* What is being asked: Edit the stretch from the line containing "Where can the river reflection" through the line containing "point(169, 219)" so that "river reflection" becomes "water reflection" throughout, leaving everything else in those lines unchanged.

(Items from a collection)
+--

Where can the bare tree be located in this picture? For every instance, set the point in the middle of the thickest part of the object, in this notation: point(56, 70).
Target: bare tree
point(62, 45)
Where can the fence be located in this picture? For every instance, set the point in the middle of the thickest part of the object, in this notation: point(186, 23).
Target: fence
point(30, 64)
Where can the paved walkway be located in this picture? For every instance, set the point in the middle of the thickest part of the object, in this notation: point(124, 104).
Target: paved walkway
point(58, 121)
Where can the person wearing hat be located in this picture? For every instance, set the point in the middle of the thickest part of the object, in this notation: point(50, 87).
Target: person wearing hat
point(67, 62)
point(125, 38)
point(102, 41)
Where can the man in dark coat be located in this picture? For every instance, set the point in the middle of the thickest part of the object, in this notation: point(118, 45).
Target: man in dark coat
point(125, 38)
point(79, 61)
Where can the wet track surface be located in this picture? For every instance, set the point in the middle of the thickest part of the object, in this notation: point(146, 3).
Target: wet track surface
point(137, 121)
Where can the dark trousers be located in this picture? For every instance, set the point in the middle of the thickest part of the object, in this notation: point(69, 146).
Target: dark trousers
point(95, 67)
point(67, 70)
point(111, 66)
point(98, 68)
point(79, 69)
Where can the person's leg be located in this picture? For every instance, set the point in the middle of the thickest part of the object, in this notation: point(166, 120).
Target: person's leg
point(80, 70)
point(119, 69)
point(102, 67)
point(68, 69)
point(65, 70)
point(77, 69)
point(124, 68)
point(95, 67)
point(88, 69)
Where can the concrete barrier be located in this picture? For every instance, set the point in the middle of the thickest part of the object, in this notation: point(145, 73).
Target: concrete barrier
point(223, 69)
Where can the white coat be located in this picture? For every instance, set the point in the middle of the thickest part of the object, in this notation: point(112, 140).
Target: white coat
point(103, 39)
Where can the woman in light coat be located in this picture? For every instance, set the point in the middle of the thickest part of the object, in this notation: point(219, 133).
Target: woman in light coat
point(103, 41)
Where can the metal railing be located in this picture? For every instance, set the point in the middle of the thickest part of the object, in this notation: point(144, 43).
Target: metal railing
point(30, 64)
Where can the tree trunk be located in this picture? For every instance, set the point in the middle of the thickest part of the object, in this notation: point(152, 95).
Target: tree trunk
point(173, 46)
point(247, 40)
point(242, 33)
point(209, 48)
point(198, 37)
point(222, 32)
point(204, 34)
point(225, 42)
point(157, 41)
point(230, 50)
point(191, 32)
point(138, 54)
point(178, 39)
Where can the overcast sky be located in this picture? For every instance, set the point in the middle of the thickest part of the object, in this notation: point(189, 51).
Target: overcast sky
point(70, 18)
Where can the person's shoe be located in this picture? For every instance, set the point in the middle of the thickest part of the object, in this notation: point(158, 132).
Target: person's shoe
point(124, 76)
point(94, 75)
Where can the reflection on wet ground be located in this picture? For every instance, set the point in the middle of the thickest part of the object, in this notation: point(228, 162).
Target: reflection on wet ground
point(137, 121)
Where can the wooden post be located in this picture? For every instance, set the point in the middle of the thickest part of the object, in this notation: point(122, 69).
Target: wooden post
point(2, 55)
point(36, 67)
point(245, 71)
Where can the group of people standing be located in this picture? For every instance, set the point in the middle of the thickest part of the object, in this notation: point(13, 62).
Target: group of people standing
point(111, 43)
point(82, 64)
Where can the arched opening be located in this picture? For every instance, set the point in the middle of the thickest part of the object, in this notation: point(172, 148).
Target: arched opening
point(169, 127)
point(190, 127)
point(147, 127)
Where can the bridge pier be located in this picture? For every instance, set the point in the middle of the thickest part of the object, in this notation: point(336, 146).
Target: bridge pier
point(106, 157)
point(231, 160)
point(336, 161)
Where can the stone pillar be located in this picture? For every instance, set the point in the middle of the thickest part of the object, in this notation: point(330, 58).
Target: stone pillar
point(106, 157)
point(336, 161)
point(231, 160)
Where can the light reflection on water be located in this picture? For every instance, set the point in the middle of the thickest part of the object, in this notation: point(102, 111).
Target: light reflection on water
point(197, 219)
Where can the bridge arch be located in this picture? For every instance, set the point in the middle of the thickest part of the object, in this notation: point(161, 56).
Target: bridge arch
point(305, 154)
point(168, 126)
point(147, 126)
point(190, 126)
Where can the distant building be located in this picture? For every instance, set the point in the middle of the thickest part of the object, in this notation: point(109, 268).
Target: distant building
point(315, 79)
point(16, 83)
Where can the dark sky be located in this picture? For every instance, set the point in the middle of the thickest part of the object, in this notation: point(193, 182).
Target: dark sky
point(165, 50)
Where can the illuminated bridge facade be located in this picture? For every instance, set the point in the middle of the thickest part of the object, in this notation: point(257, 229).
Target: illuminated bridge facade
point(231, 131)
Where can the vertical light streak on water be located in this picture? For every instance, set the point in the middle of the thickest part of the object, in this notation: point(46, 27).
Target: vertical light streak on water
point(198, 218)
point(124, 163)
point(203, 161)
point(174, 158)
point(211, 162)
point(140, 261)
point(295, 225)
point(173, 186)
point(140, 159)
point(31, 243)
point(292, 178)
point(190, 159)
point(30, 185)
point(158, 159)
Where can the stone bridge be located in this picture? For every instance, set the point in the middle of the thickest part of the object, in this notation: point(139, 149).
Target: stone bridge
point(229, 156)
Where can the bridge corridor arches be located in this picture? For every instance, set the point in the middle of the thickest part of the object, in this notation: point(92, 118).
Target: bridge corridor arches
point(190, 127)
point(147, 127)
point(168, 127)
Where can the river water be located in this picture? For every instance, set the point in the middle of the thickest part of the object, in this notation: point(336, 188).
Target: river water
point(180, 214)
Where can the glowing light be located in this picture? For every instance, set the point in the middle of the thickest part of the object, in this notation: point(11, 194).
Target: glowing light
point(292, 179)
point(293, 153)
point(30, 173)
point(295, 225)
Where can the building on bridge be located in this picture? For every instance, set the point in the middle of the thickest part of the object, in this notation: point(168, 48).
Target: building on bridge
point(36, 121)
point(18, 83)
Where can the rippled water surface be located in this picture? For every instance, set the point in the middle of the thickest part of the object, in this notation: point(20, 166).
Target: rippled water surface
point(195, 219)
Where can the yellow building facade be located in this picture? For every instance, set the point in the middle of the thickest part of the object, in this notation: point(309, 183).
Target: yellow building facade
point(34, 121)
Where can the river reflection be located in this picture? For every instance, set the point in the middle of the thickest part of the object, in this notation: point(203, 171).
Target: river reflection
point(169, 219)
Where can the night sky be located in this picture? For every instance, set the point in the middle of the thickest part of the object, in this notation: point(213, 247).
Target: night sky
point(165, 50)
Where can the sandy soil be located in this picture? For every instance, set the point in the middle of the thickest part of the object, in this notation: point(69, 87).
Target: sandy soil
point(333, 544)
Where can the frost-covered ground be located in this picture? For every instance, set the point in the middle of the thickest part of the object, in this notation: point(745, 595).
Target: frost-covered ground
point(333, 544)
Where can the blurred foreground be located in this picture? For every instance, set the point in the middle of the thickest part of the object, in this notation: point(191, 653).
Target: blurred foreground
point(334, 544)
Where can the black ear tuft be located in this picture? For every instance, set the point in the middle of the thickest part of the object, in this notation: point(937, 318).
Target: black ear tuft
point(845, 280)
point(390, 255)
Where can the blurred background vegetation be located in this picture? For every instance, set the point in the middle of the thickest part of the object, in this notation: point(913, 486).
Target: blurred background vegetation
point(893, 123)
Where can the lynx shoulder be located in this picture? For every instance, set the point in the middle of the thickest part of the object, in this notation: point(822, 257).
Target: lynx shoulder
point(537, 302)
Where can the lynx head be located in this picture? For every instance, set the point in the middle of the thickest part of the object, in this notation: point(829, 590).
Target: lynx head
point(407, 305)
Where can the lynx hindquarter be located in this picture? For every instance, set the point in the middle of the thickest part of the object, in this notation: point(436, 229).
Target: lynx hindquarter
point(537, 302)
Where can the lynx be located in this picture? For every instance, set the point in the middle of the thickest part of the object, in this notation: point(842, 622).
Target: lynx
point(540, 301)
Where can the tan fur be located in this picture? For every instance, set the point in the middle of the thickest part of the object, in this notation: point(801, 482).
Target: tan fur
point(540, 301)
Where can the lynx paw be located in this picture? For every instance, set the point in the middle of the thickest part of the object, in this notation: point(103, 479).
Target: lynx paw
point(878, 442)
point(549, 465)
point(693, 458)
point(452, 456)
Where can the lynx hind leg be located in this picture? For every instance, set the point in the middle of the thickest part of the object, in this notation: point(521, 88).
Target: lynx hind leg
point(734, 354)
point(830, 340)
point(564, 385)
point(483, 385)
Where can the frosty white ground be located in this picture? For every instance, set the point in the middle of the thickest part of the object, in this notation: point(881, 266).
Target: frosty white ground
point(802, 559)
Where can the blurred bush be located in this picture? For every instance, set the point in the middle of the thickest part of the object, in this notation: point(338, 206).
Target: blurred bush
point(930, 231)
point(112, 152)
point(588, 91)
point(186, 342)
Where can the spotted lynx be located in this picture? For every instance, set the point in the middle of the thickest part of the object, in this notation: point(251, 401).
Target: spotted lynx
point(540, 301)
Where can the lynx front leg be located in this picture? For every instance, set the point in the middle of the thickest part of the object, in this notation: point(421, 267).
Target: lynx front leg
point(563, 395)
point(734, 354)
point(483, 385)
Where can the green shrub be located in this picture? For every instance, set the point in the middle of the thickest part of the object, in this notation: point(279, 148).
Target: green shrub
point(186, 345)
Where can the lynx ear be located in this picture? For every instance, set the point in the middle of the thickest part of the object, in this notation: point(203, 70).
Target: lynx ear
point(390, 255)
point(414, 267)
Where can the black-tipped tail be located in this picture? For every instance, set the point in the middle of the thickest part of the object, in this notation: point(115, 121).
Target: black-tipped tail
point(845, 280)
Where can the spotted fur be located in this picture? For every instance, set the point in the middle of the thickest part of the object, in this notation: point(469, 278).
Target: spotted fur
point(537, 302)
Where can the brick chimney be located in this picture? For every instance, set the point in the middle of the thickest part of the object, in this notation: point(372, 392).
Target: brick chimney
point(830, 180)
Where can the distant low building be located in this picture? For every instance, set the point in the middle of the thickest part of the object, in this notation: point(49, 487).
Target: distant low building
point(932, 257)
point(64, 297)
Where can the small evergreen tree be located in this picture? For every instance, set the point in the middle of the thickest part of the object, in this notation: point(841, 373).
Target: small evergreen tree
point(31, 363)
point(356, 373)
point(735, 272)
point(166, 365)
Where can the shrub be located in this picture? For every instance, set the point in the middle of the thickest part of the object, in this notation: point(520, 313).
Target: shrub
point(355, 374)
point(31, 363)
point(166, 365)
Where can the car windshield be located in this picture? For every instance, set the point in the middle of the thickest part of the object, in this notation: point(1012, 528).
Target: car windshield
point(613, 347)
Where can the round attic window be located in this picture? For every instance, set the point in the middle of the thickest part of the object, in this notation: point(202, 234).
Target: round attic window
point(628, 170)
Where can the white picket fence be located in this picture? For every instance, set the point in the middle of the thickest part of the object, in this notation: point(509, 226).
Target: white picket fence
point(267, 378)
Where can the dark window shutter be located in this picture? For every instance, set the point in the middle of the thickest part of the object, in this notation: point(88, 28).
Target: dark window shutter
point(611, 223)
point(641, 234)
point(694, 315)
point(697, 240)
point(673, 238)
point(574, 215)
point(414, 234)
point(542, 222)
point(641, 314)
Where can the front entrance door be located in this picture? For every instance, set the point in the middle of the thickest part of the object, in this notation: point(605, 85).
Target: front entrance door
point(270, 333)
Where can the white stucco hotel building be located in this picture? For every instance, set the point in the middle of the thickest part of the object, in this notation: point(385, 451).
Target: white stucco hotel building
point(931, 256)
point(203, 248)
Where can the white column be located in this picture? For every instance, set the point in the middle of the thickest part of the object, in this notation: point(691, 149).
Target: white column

+--

* Exercise answer:
Where can the water reflection be located in this picture? For every instance, set the point in the middle of the thickest part of the object, in this notation: point(203, 171).
Target: water reflection
point(169, 219)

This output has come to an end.